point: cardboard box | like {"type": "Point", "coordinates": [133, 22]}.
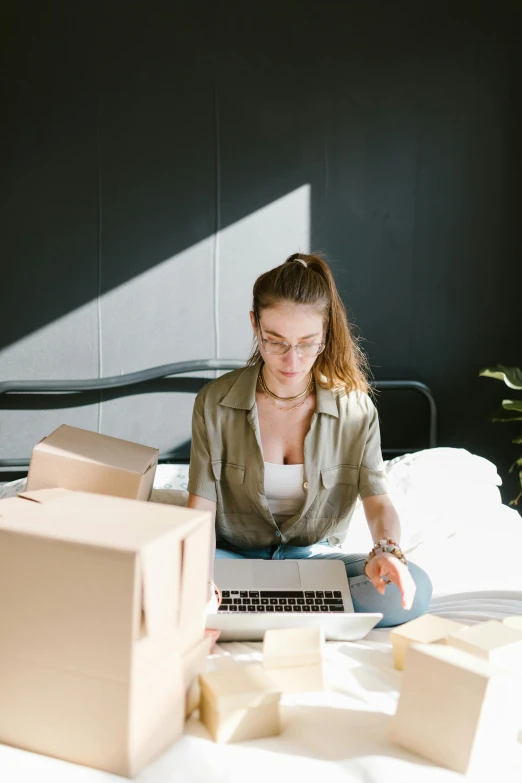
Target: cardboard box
{"type": "Point", "coordinates": [458, 711]}
{"type": "Point", "coordinates": [105, 595]}
{"type": "Point", "coordinates": [427, 629]}
{"type": "Point", "coordinates": [293, 658]}
{"type": "Point", "coordinates": [89, 462]}
{"type": "Point", "coordinates": [194, 663]}
{"type": "Point", "coordinates": [495, 642]}
{"type": "Point", "coordinates": [239, 703]}
{"type": "Point", "coordinates": [515, 621]}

● PROBLEM STATEMENT: A precise copy of each record, with the images removed, should be output.

● REPLY:
point: cardboard box | like {"type": "Point", "coordinates": [133, 22]}.
Target: cardboard box
{"type": "Point", "coordinates": [458, 711]}
{"type": "Point", "coordinates": [105, 595]}
{"type": "Point", "coordinates": [427, 629]}
{"type": "Point", "coordinates": [293, 658]}
{"type": "Point", "coordinates": [89, 462]}
{"type": "Point", "coordinates": [194, 663]}
{"type": "Point", "coordinates": [495, 642]}
{"type": "Point", "coordinates": [239, 703]}
{"type": "Point", "coordinates": [515, 621]}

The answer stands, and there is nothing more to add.